Transcribe the full listing without changing a word, and omit its pictures.

* * *

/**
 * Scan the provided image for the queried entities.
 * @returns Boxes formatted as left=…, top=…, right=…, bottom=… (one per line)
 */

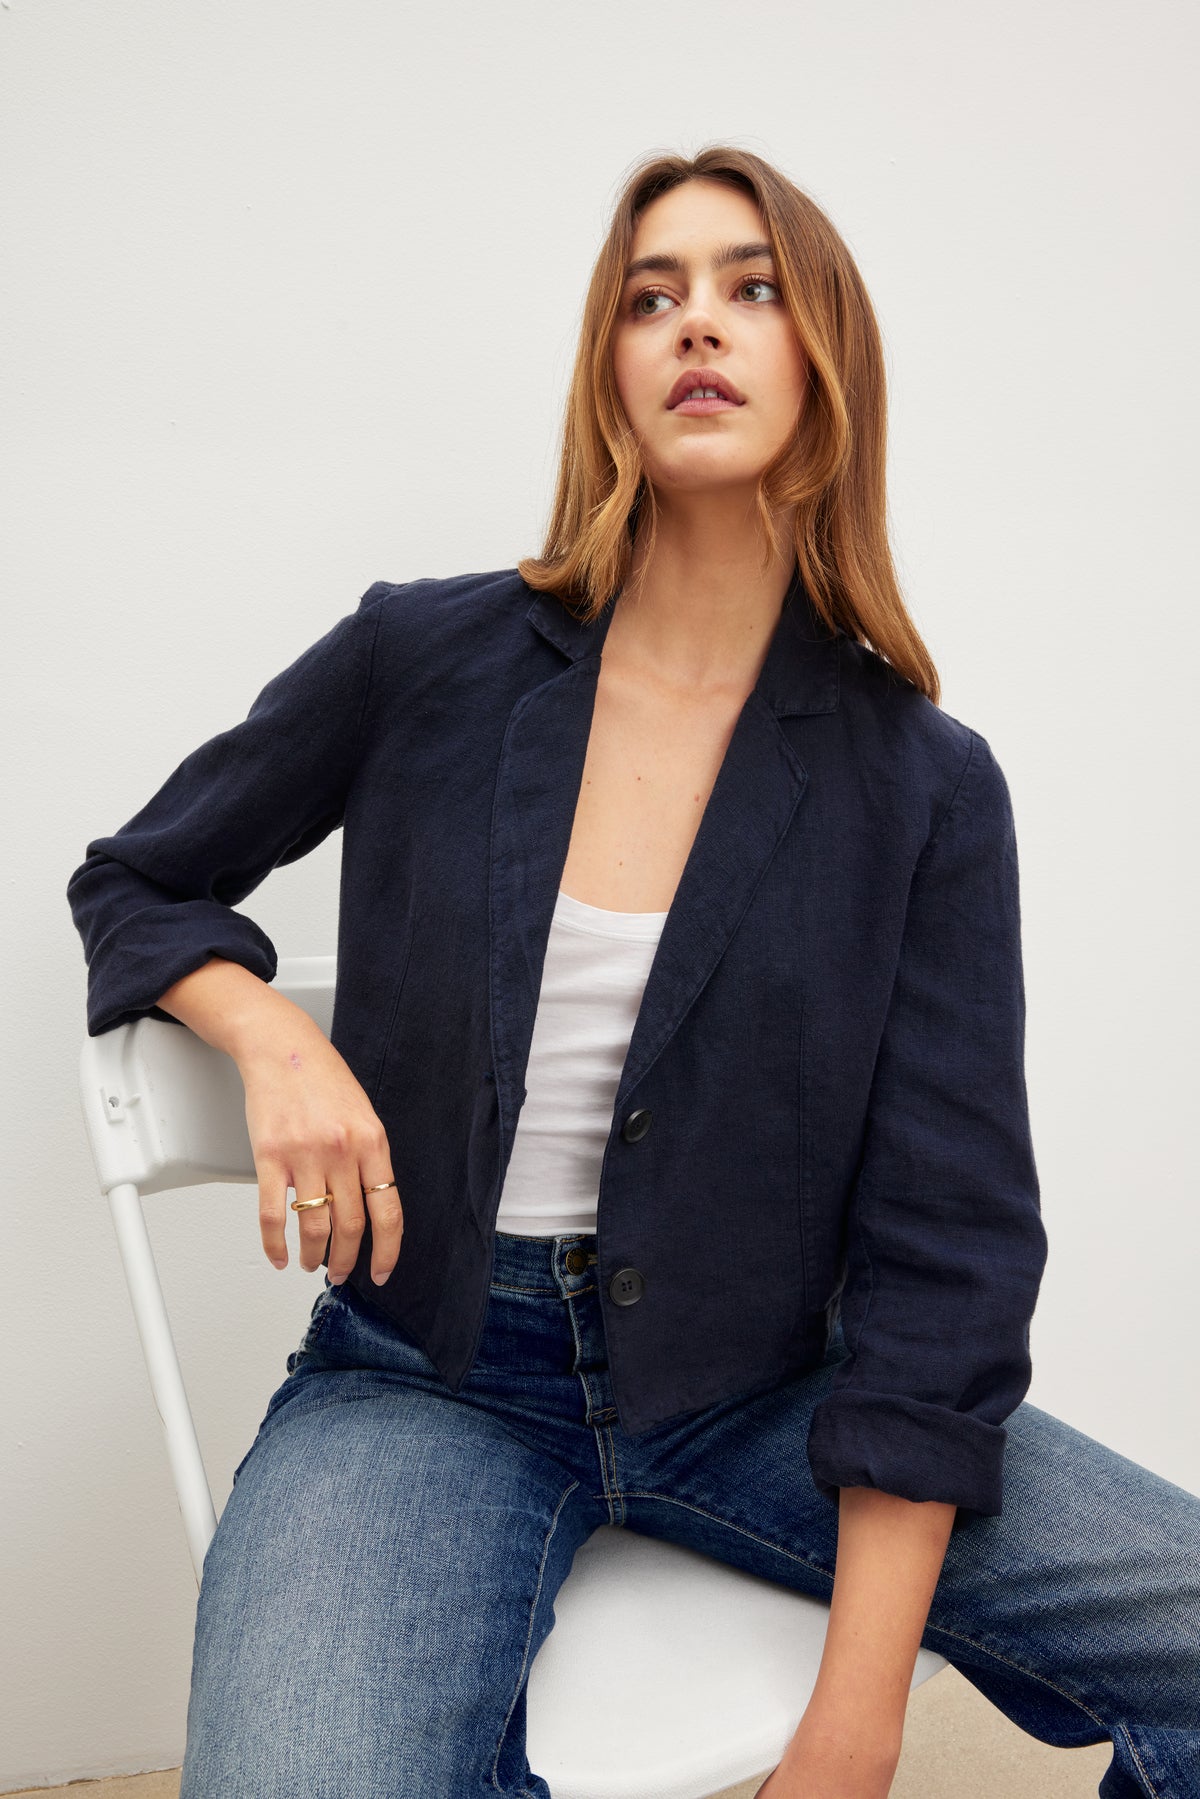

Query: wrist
left=797, top=1687, right=905, bottom=1766
left=157, top=955, right=318, bottom=1066
left=767, top=1711, right=901, bottom=1799
left=808, top=1665, right=912, bottom=1739
left=227, top=990, right=327, bottom=1071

* * *

▸ Answer for the task:
/**
 * Scan the provided image for the queried entities.
 * @returns Boxes formatted as left=…, top=…, right=…, bottom=… (one per line)
 */


Query: wrist
left=797, top=1687, right=905, bottom=1766
left=157, top=955, right=318, bottom=1066
left=767, top=1711, right=901, bottom=1799
left=808, top=1665, right=912, bottom=1739
left=227, top=990, right=327, bottom=1071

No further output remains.